* _What is required_: Gather every line in the records below that contains the string "slope". Case counts.

* _Data for processing_:
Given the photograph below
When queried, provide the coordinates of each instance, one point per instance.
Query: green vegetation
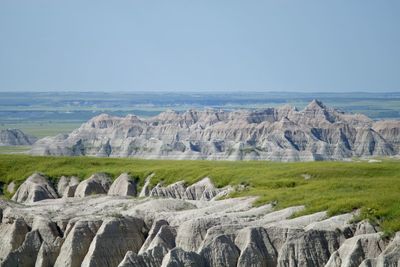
(14, 149)
(337, 187)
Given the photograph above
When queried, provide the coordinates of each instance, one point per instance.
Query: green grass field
(337, 187)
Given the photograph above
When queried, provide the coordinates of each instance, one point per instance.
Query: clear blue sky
(337, 45)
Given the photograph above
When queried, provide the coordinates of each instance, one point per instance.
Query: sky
(208, 45)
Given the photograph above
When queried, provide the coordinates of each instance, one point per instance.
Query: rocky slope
(188, 226)
(15, 137)
(282, 134)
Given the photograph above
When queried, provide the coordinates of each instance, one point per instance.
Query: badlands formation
(280, 134)
(15, 137)
(100, 222)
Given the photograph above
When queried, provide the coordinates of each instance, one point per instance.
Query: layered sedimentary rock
(107, 230)
(35, 188)
(180, 227)
(317, 132)
(15, 137)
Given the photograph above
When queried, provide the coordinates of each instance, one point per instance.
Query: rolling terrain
(317, 132)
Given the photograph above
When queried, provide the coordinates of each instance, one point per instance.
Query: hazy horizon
(180, 46)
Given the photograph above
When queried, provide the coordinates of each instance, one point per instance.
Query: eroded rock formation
(15, 137)
(283, 134)
(178, 230)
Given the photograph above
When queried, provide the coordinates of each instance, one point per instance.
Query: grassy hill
(337, 187)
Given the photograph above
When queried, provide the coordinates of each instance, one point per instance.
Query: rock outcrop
(183, 226)
(35, 188)
(15, 137)
(106, 230)
(317, 132)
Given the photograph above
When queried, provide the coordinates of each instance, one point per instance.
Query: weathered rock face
(15, 137)
(114, 238)
(282, 134)
(35, 188)
(67, 185)
(77, 242)
(98, 183)
(201, 190)
(105, 230)
(124, 185)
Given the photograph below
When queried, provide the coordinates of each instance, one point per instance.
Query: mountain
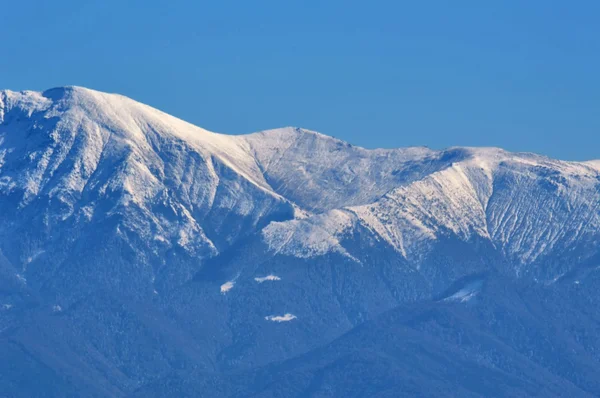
(140, 254)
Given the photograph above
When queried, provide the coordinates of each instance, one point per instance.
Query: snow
(280, 318)
(309, 237)
(466, 293)
(267, 278)
(227, 286)
(95, 156)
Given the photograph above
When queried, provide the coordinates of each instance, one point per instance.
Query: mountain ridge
(157, 248)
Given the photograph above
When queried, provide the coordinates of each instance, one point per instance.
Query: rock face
(140, 254)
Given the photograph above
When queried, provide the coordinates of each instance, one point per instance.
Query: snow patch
(281, 318)
(227, 286)
(267, 278)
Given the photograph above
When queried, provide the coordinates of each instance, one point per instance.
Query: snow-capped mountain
(154, 246)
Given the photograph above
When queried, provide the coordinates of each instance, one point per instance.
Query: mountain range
(141, 255)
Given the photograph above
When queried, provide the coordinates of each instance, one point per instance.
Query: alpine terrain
(143, 256)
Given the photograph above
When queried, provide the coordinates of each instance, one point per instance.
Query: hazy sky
(523, 75)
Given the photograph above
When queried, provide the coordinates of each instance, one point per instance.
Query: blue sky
(523, 75)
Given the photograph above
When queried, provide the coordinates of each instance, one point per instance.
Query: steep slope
(533, 209)
(75, 162)
(152, 247)
(321, 173)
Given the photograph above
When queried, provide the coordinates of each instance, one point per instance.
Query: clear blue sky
(523, 75)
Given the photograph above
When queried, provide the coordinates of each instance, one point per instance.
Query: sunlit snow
(227, 286)
(267, 278)
(280, 318)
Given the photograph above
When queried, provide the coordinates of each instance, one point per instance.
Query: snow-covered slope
(528, 206)
(75, 157)
(152, 246)
(73, 160)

* _Correct answer_:
Query: rocky slope
Query: steep slope
Query: snow-covered slope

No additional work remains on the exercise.